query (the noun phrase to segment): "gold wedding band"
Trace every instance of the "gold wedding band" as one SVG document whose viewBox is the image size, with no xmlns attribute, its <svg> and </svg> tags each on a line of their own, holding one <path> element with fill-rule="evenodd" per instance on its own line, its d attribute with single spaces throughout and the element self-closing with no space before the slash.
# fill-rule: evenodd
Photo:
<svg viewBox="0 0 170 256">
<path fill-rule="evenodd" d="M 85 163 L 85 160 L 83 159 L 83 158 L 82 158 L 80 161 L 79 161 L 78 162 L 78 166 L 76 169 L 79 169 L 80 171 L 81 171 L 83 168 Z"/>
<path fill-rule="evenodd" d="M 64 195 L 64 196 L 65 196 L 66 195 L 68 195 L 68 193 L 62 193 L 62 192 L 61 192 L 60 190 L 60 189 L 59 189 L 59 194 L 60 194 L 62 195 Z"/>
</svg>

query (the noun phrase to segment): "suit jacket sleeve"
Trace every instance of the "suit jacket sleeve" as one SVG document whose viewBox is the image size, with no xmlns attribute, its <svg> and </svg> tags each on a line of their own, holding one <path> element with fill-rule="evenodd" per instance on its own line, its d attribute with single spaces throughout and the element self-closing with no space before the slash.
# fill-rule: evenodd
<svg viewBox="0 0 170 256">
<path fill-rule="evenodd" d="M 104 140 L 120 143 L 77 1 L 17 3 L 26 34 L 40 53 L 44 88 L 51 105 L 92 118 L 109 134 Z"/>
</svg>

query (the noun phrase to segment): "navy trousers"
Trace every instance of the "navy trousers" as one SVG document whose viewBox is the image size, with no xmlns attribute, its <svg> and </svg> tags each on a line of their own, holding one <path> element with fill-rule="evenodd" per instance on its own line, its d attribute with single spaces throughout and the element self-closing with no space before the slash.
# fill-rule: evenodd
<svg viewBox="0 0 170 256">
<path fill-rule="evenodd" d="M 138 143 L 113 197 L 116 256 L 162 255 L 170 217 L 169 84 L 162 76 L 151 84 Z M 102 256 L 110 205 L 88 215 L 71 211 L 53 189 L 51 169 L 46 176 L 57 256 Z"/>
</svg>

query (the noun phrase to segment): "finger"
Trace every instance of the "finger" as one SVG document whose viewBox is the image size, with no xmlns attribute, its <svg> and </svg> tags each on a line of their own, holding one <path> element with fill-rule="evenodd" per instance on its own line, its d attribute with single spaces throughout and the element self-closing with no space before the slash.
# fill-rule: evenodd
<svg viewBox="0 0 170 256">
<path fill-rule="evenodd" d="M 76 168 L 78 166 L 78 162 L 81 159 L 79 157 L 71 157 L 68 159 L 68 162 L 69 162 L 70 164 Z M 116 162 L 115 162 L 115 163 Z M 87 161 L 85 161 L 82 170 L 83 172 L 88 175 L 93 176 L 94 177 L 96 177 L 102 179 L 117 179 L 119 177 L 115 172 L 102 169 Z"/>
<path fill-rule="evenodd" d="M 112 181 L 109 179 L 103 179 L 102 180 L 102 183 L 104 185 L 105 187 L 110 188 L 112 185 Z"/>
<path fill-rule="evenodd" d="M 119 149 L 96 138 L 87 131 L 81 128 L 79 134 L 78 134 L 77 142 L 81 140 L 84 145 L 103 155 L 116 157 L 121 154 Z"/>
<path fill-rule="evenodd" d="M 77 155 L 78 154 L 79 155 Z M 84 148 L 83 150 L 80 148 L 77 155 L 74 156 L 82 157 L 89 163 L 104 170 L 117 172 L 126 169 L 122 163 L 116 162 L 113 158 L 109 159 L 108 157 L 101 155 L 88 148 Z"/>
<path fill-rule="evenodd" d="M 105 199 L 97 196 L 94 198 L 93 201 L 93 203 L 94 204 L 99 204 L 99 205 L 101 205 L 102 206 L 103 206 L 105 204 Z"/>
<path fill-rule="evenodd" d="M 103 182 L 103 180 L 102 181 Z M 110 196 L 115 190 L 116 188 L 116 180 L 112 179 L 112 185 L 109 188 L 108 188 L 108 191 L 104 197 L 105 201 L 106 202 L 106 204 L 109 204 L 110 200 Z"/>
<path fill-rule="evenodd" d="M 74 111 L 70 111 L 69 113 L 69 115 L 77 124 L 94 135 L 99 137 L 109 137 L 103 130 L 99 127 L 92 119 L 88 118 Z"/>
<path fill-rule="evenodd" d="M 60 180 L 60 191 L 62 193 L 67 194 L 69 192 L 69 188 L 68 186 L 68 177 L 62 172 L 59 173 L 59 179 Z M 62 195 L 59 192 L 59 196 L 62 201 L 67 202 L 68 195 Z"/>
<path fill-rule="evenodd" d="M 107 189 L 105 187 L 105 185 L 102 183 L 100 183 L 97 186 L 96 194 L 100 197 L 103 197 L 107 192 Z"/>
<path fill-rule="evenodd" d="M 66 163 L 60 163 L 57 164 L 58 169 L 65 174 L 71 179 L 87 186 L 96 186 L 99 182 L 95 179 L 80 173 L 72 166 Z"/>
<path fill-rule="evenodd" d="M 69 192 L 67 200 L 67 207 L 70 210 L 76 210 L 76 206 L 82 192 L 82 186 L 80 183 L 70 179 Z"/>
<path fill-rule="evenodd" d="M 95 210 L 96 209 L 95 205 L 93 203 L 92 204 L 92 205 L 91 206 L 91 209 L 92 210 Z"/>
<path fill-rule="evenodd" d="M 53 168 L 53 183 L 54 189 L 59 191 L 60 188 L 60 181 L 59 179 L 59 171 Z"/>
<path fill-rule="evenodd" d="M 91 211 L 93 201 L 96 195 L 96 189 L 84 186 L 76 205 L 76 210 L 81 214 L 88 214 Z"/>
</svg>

——

Repeat the records above exactly.

query (the noun phrase to segment): "gold wedding band"
Trace every instance of the "gold wedding band" as one SVG document whose viewBox is the image size, with no xmlns attribute, its <svg> and </svg> tags each on a line of their own, holding one <path> element with fill-rule="evenodd" per instance on its own line, its d attribute with single spaces throughout and the element self-closing with no space before the slash.
# fill-rule: evenodd
Photo:
<svg viewBox="0 0 170 256">
<path fill-rule="evenodd" d="M 85 163 L 85 160 L 83 159 L 83 158 L 82 158 L 80 161 L 79 161 L 78 162 L 78 166 L 76 169 L 79 169 L 80 171 L 81 171 L 83 168 Z"/>
<path fill-rule="evenodd" d="M 64 195 L 64 196 L 65 196 L 66 195 L 68 195 L 68 193 L 62 193 L 62 192 L 61 192 L 60 190 L 60 189 L 59 189 L 59 194 L 60 194 L 62 195 Z"/>
</svg>

query (the noun phrase to segment): "suit jacket sleeve"
Trace every instance of the "suit jacket sleeve" as one SVG document whose viewBox is the image size, with no xmlns attribute, its <svg> and </svg> tags each on a line of their own, holding one <path> element with fill-rule="evenodd" per instance on its own line, its d attribute with single spaces throughout and the element self-closing with no space before the slash.
# fill-rule: evenodd
<svg viewBox="0 0 170 256">
<path fill-rule="evenodd" d="M 104 140 L 120 143 L 77 1 L 17 3 L 26 34 L 40 53 L 44 88 L 51 105 L 92 118 L 109 134 Z"/>
</svg>

query (the noun phrase to segment): "navy trousers"
Trace every instance of the "navy trousers" as one SVG document whose viewBox is the image size, with no xmlns attribute, its <svg> and </svg> tags each on a line of their own, holding one <path> element with fill-rule="evenodd" per instance on its own line, its d attribute with single spaces throughout and the element self-closing with no space before the slash.
# fill-rule: evenodd
<svg viewBox="0 0 170 256">
<path fill-rule="evenodd" d="M 138 143 L 113 197 L 116 256 L 162 255 L 170 217 L 169 84 L 162 76 L 151 84 Z M 102 256 L 110 205 L 88 215 L 71 211 L 53 189 L 51 169 L 46 176 L 57 256 Z"/>
</svg>

query (the noun phrase to segment): "finger"
Trace every instance of the "finger" as one SVG document whose viewBox is the image size, with no xmlns attribute, its <svg> and </svg> tags each on a line of their own, holding one <path> element with fill-rule="evenodd" per instance on its own line, its d attribute with single spaces throughout and the element self-closing with no space before the slash.
# fill-rule: evenodd
<svg viewBox="0 0 170 256">
<path fill-rule="evenodd" d="M 76 168 L 78 166 L 78 162 L 81 159 L 79 157 L 71 157 L 68 159 L 68 162 L 69 162 L 70 164 Z M 116 162 L 115 162 L 115 163 Z M 87 161 L 85 161 L 82 170 L 83 172 L 88 175 L 93 176 L 94 177 L 96 177 L 102 179 L 117 179 L 119 177 L 115 172 L 102 169 Z"/>
<path fill-rule="evenodd" d="M 112 181 L 109 179 L 103 179 L 102 180 L 102 183 L 104 185 L 105 187 L 110 188 L 112 185 Z"/>
<path fill-rule="evenodd" d="M 119 149 L 96 138 L 87 131 L 81 128 L 79 134 L 78 134 L 77 142 L 81 140 L 84 145 L 103 155 L 116 157 L 121 154 Z"/>
<path fill-rule="evenodd" d="M 77 155 L 78 154 L 79 155 Z M 84 148 L 83 150 L 80 148 L 77 155 L 74 156 L 82 157 L 89 163 L 104 170 L 117 172 L 126 169 L 122 163 L 116 162 L 113 158 L 109 159 L 108 157 L 101 155 L 88 148 Z"/>
<path fill-rule="evenodd" d="M 105 199 L 97 196 L 94 198 L 93 201 L 93 203 L 94 204 L 99 204 L 99 205 L 101 205 L 102 206 L 103 206 L 105 204 Z"/>
<path fill-rule="evenodd" d="M 103 182 L 103 180 L 102 181 Z M 110 196 L 115 190 L 116 188 L 116 180 L 112 179 L 112 185 L 109 188 L 108 188 L 108 191 L 104 197 L 105 201 L 106 202 L 106 204 L 109 204 L 110 200 Z"/>
<path fill-rule="evenodd" d="M 74 111 L 70 111 L 69 113 L 69 115 L 77 124 L 94 135 L 99 137 L 109 137 L 103 130 L 99 127 L 92 119 L 88 118 Z"/>
<path fill-rule="evenodd" d="M 60 180 L 60 191 L 62 193 L 67 194 L 69 192 L 69 188 L 68 186 L 68 177 L 62 172 L 59 173 L 59 179 Z M 62 195 L 59 192 L 59 196 L 62 201 L 67 202 L 68 195 Z"/>
<path fill-rule="evenodd" d="M 107 189 L 105 187 L 105 185 L 102 183 L 100 183 L 97 186 L 96 194 L 100 197 L 103 197 L 107 192 Z"/>
<path fill-rule="evenodd" d="M 66 163 L 60 163 L 57 164 L 58 169 L 65 174 L 71 179 L 87 186 L 96 186 L 99 182 L 95 179 L 80 173 L 72 166 Z"/>
<path fill-rule="evenodd" d="M 69 192 L 67 200 L 67 207 L 70 210 L 76 210 L 76 206 L 82 192 L 82 186 L 80 183 L 70 179 Z"/>
<path fill-rule="evenodd" d="M 95 210 L 96 209 L 95 205 L 93 203 L 92 204 L 92 205 L 91 206 L 91 209 L 92 210 Z"/>
<path fill-rule="evenodd" d="M 53 168 L 53 183 L 54 189 L 59 191 L 60 188 L 60 181 L 59 179 L 59 171 Z"/>
<path fill-rule="evenodd" d="M 91 211 L 93 201 L 96 195 L 96 189 L 84 186 L 76 205 L 76 210 L 81 214 L 88 214 Z"/>
</svg>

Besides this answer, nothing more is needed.